**EXERCISE DESCRIPTION:** For this exercise, reproduce the entries below exactly, but only from the line containing "Target: sunflower sign" through the line containing "Target: window frame", both included.

**EXERCISE DATA:**
⟨
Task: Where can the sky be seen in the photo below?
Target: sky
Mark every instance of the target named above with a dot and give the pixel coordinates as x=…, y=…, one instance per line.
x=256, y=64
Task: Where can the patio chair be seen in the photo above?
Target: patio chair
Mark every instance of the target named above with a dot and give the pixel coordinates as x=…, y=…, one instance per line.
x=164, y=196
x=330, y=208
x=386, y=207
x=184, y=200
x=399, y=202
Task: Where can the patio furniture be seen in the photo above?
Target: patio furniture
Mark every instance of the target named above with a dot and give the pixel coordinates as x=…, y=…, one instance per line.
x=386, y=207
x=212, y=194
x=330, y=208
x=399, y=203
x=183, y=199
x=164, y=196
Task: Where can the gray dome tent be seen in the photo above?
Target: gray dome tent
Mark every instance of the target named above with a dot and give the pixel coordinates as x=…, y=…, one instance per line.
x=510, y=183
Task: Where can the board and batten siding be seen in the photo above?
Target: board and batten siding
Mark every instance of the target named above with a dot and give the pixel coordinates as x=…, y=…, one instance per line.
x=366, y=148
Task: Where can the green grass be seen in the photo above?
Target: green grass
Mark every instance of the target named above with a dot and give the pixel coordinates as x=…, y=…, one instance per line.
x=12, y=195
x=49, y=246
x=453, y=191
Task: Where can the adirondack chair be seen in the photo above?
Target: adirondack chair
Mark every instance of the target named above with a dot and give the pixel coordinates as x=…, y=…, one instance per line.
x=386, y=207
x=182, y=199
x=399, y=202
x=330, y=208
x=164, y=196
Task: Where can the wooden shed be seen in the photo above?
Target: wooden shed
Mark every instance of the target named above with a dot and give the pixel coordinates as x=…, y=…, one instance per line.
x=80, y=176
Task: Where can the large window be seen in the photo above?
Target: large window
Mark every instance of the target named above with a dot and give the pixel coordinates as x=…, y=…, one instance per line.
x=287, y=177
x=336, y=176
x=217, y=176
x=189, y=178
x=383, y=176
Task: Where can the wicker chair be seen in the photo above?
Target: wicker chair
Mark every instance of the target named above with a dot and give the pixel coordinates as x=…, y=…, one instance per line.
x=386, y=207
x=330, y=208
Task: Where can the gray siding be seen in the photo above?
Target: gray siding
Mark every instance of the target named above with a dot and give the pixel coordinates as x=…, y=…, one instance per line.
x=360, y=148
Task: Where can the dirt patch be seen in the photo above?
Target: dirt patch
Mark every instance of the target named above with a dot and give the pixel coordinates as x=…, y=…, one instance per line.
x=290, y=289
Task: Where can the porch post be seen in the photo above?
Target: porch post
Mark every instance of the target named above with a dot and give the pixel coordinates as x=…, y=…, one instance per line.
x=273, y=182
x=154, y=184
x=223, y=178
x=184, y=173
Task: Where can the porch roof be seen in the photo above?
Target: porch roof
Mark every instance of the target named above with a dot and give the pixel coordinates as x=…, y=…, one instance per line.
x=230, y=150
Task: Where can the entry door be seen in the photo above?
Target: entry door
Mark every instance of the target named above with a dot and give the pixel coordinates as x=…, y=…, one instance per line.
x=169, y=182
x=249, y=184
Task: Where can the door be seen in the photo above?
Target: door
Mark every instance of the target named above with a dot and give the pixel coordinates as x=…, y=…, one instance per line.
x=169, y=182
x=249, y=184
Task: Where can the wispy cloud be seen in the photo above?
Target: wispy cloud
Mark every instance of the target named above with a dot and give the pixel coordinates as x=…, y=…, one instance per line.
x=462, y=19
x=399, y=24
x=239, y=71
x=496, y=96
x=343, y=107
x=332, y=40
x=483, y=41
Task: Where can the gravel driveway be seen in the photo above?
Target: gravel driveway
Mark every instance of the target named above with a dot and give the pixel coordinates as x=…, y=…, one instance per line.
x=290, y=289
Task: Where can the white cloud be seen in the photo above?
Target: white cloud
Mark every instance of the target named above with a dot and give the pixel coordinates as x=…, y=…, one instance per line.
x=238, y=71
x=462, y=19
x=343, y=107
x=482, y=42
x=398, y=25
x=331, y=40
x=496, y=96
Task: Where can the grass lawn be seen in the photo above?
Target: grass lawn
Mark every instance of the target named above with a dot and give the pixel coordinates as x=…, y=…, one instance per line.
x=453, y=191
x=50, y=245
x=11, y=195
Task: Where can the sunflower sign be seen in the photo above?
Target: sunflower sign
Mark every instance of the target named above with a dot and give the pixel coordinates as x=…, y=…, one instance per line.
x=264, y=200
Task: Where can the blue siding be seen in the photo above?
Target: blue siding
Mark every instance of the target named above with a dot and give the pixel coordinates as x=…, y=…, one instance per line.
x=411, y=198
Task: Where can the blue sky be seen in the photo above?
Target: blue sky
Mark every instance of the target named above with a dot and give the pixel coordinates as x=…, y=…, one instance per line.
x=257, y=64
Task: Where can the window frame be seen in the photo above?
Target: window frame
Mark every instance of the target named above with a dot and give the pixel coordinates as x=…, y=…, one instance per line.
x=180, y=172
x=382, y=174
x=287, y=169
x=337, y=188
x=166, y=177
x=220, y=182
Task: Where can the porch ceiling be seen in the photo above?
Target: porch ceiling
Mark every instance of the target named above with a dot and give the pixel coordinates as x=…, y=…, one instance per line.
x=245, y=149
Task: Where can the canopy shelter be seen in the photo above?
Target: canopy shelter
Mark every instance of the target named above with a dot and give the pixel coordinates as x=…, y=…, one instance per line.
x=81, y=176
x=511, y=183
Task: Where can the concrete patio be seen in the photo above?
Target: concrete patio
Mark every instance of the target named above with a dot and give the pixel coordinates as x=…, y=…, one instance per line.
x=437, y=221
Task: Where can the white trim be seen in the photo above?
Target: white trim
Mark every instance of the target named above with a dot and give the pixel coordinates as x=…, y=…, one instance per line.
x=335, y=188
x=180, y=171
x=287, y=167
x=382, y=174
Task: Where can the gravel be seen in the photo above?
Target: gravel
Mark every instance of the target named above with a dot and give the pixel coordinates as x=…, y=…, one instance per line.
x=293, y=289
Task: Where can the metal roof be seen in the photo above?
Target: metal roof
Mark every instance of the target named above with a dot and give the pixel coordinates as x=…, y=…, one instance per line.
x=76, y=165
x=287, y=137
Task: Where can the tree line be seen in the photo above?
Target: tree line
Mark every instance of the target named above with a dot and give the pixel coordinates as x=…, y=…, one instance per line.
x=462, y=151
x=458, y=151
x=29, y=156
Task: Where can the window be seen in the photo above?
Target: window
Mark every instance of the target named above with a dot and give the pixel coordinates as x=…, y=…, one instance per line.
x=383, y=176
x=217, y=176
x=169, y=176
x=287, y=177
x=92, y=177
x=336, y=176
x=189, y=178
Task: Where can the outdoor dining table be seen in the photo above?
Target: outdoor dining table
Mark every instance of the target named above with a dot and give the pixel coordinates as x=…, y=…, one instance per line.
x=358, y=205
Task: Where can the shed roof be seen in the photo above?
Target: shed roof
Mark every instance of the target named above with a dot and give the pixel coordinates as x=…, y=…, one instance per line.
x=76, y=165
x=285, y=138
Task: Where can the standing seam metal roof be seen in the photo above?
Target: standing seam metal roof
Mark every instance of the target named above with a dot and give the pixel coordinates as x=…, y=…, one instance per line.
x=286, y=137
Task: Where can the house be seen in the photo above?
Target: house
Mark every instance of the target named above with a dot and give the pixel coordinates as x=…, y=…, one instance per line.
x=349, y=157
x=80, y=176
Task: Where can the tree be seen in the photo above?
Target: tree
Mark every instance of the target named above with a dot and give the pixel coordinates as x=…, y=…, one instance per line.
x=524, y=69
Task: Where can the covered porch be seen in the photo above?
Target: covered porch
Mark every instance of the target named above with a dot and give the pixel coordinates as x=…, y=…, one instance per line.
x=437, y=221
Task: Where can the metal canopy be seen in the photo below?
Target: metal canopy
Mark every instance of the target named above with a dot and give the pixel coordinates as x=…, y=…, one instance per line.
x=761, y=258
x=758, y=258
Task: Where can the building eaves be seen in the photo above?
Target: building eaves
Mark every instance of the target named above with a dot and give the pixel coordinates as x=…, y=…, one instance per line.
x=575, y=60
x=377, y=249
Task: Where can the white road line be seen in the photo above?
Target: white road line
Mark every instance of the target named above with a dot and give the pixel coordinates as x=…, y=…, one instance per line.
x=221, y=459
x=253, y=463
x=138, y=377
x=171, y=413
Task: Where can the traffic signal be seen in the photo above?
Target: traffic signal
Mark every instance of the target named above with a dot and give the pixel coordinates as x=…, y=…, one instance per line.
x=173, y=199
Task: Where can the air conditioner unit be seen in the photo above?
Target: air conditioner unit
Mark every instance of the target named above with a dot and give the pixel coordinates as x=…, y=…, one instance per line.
⟩
**COMPLETED EXERCISE:**
Target: sunflower sign
Mark every instance of the target named above with a dot and give the pixel coordinates as x=…, y=…, one instance per line.
x=264, y=200
Task: Where can the blue siding be seen in the photo above?
Target: blue siding
Mark every instance of the target named above with a dot and give the pixel coordinates as x=…, y=…, one instance per line.
x=411, y=198
Task: Where can the blue sky be seen in the photo above?
Target: blue sky
Mark every instance of the target named above with a dot and give the pixel coordinates as x=…, y=…, one instance per line.
x=257, y=64
Task: Where can the window frame be seen in the photo above?
Target: window frame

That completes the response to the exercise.